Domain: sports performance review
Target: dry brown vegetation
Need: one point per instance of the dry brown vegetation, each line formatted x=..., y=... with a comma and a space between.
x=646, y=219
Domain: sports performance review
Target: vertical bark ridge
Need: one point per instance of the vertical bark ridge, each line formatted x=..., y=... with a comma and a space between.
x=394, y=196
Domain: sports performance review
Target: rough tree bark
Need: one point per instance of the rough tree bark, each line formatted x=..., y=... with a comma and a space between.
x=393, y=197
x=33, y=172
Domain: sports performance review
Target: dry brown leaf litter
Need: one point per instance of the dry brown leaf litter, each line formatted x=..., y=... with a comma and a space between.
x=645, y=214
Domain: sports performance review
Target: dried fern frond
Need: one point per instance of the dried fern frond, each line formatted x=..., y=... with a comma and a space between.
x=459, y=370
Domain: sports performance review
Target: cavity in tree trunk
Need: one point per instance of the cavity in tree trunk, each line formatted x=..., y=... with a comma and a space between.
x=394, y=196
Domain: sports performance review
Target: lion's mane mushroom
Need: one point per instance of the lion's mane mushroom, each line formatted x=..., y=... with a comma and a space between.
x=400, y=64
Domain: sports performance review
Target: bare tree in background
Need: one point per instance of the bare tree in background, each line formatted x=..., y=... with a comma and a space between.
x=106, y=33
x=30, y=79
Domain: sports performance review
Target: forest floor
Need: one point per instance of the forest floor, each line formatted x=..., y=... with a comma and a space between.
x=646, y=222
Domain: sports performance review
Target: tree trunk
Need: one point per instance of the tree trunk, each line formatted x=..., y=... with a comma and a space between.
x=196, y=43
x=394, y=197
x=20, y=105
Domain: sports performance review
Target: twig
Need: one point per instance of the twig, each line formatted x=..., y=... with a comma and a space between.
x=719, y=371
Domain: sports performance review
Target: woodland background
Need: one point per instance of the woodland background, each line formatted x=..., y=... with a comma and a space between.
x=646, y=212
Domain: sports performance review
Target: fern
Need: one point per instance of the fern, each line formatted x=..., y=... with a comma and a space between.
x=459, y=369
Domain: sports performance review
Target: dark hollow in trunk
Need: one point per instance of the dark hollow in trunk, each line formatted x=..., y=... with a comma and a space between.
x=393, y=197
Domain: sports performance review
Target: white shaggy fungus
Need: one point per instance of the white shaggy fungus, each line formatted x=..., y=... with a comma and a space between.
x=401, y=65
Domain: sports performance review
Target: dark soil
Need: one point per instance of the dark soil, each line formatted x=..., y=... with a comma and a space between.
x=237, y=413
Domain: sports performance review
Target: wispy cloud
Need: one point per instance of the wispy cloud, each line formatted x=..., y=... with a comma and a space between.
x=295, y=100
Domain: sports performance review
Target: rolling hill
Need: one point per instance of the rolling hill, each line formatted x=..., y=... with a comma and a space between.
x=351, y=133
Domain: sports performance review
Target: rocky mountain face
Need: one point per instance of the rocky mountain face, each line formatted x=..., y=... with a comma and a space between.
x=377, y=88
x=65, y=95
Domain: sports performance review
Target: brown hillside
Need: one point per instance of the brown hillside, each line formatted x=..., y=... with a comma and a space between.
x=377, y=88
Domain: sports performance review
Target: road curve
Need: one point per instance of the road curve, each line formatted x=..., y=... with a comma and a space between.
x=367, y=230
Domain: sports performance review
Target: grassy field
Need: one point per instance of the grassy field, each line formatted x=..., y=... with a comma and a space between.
----------------------------------------
Rewrite the items above, starting at the beginning of the items and ending at the line that contains "x=719, y=371", with both ends included. Shift every coordinate in the answers by adding 78 to each number, and leave all other lines unchanged.

## Correct answer
Domain: sports performance review
Target: dry brown vegetation
Need: one point per instance of the dry brown vegetation, each line formatted x=..., y=... with a comma and a space between.
x=724, y=297
Domain: sports performance review
Target: vertical bark ridge
Need: one point per instance of the vertical bark ridge, each line formatted x=..., y=... with a comma and a space between.
x=472, y=274
Domain: sports performance review
Target: rough tree bark
Need: one point per instance of the rough tree bark, each line formatted x=..., y=... with a comma and a space between.
x=471, y=275
x=111, y=250
Domain: sports performance review
Target: dry brown leaf litter
Need: one point per instance of the dry brown leaf litter, each line formatted x=..., y=... with a comma and a space between.
x=723, y=292
Domain: sports performance review
Target: dried fern frond
Need: one point per instance of the dried fern frond, each line formatted x=..., y=... with a comma and a space between.
x=537, y=448
Domain: sports performance review
Target: cavity in tree trunk
Need: one point per instance of the cavity in tree trunk, each line formatted x=..., y=... with a comma and a space between.
x=472, y=274
Domain: sports performance review
Target: lion's mane mushroom
Need: one point per instance of the lion's mane mushroom, each line formatted x=..., y=... with a comma and a space between.
x=478, y=142
Domain: sports performance review
Target: bare tree in background
Need: one point per instance of the bare tree in background, each line formatted x=..., y=... with a comma and a space between.
x=184, y=111
x=108, y=157
Domain: sports performance review
Target: forest floor
Need: one point per instance of the forest floor, each line formatted x=..., y=... with a comma and a space between.
x=724, y=300
Domain: sports performance review
Target: tree trunk
Need: one point per instance of the tree trunk, each line formatted x=..., y=... with a comma and a space between.
x=274, y=121
x=472, y=275
x=98, y=183
Domain: sports performance review
Target: twig
Need: one point per instance of the twig, each line formatted x=..., y=... with a comma and a space between.
x=797, y=449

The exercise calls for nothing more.